TASK DESCRIPTION. Write out, character for character, the lines from the one containing "of the fence" through the one containing "<point>300,110</point>" in the items below, including both of those lines.
● ● ● ● ● ● ●
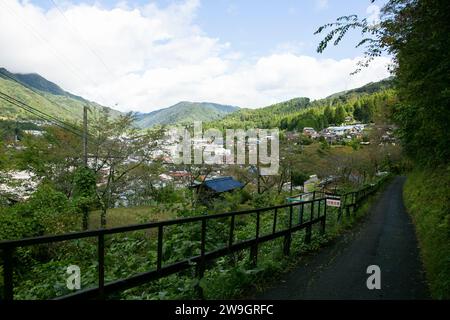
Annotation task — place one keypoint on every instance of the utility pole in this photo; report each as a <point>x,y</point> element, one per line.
<point>85,136</point>
<point>85,210</point>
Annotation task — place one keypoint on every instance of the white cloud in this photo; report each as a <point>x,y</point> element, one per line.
<point>322,4</point>
<point>144,58</point>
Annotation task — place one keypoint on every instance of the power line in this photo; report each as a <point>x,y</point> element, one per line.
<point>64,60</point>
<point>79,37</point>
<point>38,113</point>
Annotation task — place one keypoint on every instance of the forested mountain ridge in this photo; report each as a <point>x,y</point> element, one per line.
<point>44,95</point>
<point>295,114</point>
<point>184,112</point>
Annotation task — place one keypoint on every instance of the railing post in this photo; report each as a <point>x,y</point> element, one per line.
<point>309,226</point>
<point>231,235</point>
<point>300,217</point>
<point>288,237</point>
<point>200,268</point>
<point>254,248</point>
<point>274,227</point>
<point>8,290</point>
<point>160,246</point>
<point>324,219</point>
<point>101,265</point>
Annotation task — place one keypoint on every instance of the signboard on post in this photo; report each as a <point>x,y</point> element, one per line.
<point>334,202</point>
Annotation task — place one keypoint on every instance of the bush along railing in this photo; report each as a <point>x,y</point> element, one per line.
<point>270,223</point>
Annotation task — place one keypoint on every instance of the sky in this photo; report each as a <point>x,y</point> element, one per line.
<point>145,55</point>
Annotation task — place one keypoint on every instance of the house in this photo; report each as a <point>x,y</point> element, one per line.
<point>310,132</point>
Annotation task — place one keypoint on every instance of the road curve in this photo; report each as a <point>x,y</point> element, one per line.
<point>386,238</point>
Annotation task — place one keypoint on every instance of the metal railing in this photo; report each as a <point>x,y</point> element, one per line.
<point>315,213</point>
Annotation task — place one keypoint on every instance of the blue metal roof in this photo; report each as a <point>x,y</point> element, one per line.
<point>223,184</point>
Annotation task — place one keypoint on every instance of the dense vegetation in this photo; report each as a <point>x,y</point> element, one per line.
<point>184,113</point>
<point>42,94</point>
<point>366,104</point>
<point>427,198</point>
<point>416,34</point>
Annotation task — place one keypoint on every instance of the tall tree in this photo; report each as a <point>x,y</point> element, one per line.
<point>415,33</point>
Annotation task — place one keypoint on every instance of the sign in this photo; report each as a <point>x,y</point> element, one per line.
<point>333,202</point>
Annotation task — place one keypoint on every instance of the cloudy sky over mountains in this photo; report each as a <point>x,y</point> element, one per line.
<point>144,55</point>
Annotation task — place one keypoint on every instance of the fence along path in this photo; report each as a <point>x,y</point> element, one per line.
<point>300,216</point>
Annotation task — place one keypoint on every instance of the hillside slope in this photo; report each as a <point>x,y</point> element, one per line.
<point>184,112</point>
<point>43,95</point>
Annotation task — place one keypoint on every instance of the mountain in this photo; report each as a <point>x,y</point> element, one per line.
<point>43,95</point>
<point>184,112</point>
<point>266,117</point>
<point>369,88</point>
<point>300,110</point>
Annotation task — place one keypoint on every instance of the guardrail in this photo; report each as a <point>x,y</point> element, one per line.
<point>315,213</point>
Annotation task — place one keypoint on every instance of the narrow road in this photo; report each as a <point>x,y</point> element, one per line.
<point>386,238</point>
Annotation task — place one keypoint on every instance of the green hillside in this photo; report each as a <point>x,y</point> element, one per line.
<point>43,95</point>
<point>184,112</point>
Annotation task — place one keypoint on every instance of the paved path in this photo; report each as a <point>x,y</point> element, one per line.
<point>386,238</point>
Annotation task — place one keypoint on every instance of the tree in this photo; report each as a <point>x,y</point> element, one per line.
<point>328,116</point>
<point>339,116</point>
<point>415,33</point>
<point>117,150</point>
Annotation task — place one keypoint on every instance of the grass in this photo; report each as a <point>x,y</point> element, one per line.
<point>427,198</point>
<point>117,217</point>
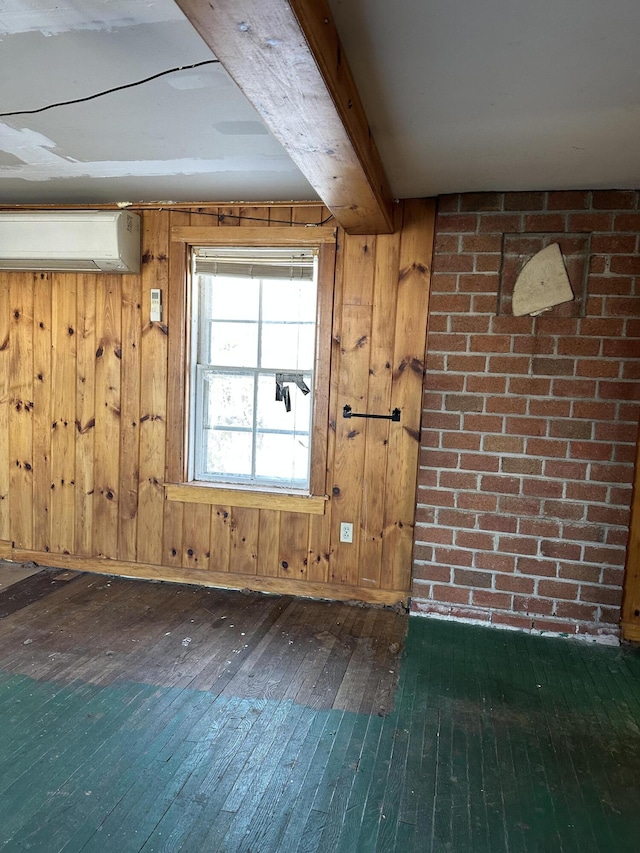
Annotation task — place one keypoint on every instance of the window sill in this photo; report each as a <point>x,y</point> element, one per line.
<point>196,493</point>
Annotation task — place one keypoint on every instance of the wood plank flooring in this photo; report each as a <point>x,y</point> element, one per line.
<point>152,717</point>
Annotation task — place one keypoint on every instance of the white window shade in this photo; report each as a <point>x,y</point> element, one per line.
<point>291,264</point>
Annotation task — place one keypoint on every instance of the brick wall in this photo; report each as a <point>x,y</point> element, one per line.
<point>529,424</point>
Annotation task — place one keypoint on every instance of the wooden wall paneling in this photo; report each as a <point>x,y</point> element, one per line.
<point>21,402</point>
<point>293,548</point>
<point>107,429</point>
<point>269,542</point>
<point>42,420</point>
<point>175,317</point>
<point>85,411</point>
<point>220,539</point>
<point>5,396</point>
<point>154,378</point>
<point>63,411</point>
<point>408,374</point>
<point>130,417</point>
<point>379,400</point>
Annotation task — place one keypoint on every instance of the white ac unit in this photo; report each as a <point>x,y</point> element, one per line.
<point>75,241</point>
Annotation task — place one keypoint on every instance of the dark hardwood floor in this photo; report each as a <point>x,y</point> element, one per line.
<point>153,717</point>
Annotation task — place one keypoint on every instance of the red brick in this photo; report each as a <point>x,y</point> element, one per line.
<point>564,509</point>
<point>503,444</point>
<point>542,488</point>
<point>482,243</point>
<point>479,462</point>
<point>627,222</point>
<point>510,364</point>
<point>548,222</point>
<point>457,222</point>
<point>552,626</point>
<point>608,515</point>
<point>467,363</point>
<point>558,589</point>
<point>448,203</point>
<point>507,405</point>
<point>574,388</point>
<point>590,450</point>
<point>495,562</point>
<point>530,387</point>
<point>476,283</point>
<point>521,466</point>
<point>538,527</point>
<point>465,577</point>
<point>478,502</point>
<point>518,545</point>
<point>577,612</point>
<point>490,343</point>
<point>516,505</point>
<point>601,327</point>
<point>445,342</point>
<point>536,567</point>
<point>619,390</point>
<point>601,595</point>
<point>527,426</point>
<point>613,199</point>
<point>451,593</point>
<point>498,523</point>
<point>568,200</point>
<point>474,539</point>
<point>579,572</point>
<point>566,470</point>
<point>588,492</point>
<point>470,324</point>
<point>449,303</point>
<point>598,368</point>
<point>508,621</point>
<point>590,222</point>
<point>546,447</point>
<point>570,429</point>
<point>515,583</point>
<point>441,574</point>
<point>483,423</point>
<point>481,201</point>
<point>458,480</point>
<point>488,598</point>
<point>532,604</point>
<point>486,384</point>
<point>609,244</point>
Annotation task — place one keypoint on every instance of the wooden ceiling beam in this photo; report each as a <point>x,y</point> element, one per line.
<point>286,57</point>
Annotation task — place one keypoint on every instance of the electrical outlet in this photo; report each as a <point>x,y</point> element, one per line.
<point>346,531</point>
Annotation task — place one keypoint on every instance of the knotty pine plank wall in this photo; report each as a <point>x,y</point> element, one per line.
<point>84,380</point>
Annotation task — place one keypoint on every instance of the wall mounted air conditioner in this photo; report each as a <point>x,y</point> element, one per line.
<point>75,241</point>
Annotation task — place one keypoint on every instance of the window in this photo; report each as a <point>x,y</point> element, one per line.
<point>253,341</point>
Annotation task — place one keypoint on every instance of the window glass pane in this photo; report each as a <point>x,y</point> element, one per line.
<point>271,413</point>
<point>234,298</point>
<point>289,300</point>
<point>227,453</point>
<point>233,344</point>
<point>287,347</point>
<point>283,458</point>
<point>228,400</point>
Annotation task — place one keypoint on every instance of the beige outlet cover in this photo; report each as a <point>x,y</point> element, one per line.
<point>542,284</point>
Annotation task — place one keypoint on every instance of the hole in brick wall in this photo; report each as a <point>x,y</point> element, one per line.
<point>518,249</point>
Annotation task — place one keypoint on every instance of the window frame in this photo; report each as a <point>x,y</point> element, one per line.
<point>178,486</point>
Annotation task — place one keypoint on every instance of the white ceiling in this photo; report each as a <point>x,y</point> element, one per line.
<point>460,96</point>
● ● ● ● ● ● ●
ANSWER TO THIS TASK.
Annotation task — place one keypoint on every instance of the fence along path in this photo; report each as a <point>x,y</point> element, one per line.
<point>300,216</point>
Annotation task — place one keypoint on every instance of the hillside slope in this photo; report each as a <point>x,y</point> element, one per line.
<point>184,112</point>
<point>43,95</point>
Annotation task — place one keypoint on every instance of the mountain in this photo; report each as a <point>x,y</point> element, one per line.
<point>43,95</point>
<point>184,112</point>
<point>266,117</point>
<point>369,88</point>
<point>300,110</point>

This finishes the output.